Copy the lines below word for word, starting at the line that contains "Expected: for every instance of the gray" and ending with the final line, with both included.

(Entries from a dataset)
────

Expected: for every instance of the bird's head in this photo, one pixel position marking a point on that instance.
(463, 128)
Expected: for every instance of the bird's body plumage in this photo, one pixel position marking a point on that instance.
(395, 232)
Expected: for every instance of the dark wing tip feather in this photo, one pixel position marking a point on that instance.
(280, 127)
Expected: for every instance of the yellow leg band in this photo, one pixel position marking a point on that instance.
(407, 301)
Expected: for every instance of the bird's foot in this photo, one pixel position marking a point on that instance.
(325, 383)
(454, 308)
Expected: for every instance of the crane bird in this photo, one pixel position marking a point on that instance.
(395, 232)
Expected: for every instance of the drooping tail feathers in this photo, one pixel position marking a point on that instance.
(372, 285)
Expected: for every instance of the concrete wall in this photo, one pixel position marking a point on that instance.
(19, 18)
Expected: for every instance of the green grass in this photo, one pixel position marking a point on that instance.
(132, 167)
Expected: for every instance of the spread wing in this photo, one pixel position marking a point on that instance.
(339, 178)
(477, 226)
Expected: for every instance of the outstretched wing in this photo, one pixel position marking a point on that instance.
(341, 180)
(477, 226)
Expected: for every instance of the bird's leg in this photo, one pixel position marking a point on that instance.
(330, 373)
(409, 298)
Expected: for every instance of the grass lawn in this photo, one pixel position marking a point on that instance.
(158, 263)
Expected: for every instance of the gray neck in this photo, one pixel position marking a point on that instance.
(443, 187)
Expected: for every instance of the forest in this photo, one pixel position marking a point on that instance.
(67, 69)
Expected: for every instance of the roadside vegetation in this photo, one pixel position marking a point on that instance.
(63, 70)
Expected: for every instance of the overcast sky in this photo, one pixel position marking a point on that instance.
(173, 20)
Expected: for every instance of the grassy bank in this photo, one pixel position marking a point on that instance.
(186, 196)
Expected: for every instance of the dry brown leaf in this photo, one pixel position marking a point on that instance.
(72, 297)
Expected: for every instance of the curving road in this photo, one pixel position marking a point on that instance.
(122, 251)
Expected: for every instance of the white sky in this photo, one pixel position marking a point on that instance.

────

■ **Solved exercise**
Expected: for every instance of the gray neck in this photo, one pixel position marking a point on that instance.
(443, 187)
Expected: for every instance of the forest in this photo, one pixel position marking a point on that instance.
(67, 69)
Expected: for every instance of the roadside vegetation in this photo, one pixel position marking a point on that instance.
(63, 70)
Expected: for every instance of the overcast sky in this photo, one pixel position marking a point on that instance.
(173, 20)
Expected: for every instance of the grassy bank in this photo, one pixel position marking a point on that instance.
(186, 196)
Expected: for every instance of the dry brown leaf in this photo, one pixel position marking a point on that instance.
(72, 297)
Expected: for every instance of the curving road in this photo, one pixel position marking a point on that instance.
(122, 251)
Expected: for every instance of the white sky in this photo, one pixel position marking a point on that instance.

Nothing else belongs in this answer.